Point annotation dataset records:

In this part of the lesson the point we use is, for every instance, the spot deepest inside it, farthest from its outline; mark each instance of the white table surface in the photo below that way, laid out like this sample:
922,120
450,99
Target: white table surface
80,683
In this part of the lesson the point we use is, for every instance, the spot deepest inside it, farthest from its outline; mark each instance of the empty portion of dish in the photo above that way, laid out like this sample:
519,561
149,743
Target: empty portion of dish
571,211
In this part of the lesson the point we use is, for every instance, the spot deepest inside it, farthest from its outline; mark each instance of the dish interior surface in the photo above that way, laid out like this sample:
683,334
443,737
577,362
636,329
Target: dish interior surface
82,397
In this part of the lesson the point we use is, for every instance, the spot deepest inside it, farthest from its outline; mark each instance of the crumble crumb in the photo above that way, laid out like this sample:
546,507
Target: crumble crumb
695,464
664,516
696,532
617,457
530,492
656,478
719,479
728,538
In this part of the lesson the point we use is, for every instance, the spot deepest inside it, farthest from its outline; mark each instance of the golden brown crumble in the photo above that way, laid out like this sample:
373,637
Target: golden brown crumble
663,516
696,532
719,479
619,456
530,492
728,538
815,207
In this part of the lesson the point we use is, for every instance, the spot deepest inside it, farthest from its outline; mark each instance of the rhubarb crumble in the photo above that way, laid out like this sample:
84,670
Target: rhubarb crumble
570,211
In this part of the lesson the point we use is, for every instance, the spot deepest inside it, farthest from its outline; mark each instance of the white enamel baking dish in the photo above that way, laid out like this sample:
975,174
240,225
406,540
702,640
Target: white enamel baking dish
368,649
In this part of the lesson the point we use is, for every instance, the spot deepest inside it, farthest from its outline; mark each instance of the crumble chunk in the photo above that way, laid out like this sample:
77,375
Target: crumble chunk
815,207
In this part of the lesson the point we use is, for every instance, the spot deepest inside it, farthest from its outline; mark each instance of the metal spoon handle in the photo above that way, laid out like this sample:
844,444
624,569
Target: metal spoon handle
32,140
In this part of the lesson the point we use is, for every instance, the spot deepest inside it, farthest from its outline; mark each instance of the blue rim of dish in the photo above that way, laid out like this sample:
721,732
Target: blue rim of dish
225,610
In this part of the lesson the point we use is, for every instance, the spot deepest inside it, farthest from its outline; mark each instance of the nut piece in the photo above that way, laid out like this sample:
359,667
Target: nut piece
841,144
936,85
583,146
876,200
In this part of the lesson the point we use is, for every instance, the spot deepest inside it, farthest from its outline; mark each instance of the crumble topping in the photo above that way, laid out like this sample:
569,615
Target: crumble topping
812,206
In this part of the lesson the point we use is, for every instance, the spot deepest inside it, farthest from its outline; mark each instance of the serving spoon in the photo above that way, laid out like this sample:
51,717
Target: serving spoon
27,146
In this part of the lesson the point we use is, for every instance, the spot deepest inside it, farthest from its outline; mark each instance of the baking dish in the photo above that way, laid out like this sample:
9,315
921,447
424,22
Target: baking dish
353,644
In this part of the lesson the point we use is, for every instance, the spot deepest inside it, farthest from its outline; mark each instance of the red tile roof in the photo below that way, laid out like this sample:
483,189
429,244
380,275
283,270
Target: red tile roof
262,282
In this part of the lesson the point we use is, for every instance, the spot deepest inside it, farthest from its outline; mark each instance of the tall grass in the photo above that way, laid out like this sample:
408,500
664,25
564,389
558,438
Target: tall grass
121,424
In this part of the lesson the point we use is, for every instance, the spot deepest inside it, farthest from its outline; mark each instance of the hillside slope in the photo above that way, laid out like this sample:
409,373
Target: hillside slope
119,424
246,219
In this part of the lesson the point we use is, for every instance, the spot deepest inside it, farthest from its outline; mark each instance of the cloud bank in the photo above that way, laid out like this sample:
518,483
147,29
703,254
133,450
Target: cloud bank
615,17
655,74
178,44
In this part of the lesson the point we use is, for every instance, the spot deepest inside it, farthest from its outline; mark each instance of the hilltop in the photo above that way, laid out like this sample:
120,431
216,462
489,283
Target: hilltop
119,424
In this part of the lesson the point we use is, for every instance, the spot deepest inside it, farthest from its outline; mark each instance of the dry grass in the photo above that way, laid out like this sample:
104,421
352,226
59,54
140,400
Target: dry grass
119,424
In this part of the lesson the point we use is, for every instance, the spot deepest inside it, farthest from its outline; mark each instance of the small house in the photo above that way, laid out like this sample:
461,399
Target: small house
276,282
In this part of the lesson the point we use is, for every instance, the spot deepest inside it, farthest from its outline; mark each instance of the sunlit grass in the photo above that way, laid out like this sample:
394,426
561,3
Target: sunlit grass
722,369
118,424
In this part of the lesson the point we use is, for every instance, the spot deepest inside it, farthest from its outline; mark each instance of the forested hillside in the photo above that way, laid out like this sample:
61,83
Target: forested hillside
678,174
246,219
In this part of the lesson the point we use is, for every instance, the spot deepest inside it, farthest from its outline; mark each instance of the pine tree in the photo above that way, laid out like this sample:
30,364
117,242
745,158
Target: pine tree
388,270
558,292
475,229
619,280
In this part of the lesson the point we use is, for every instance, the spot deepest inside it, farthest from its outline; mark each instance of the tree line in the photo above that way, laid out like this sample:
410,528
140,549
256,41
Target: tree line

Given problem:
Output the line holding "of the forested", then every later line through the end of the records above, exactly as given and nothing else.

Reply:
In this part of the lesson the point we use is, for every instance, the spot deepest inside it, farthest from its outline; mark each instance of the forested hillside in the photo above that way, laid out like this sample:
61,83
Target: forested hillside
678,174
246,219
In this part of the lesson the point we use is, for every instance, the spot deepest inside it, farthest from its outline; mark each instance of the pine tree in the photo above that way, laid out like this sample:
30,364
117,242
745,158
Target: pine tree
388,270
558,292
475,229
619,280
In this part of the lesson the point we use is, for every instance, the spot deepest inside it, farthest from its outline; mark each instance of the tree line in the photo above that way, laid out like this sample:
410,528
140,549
256,41
Target: tree line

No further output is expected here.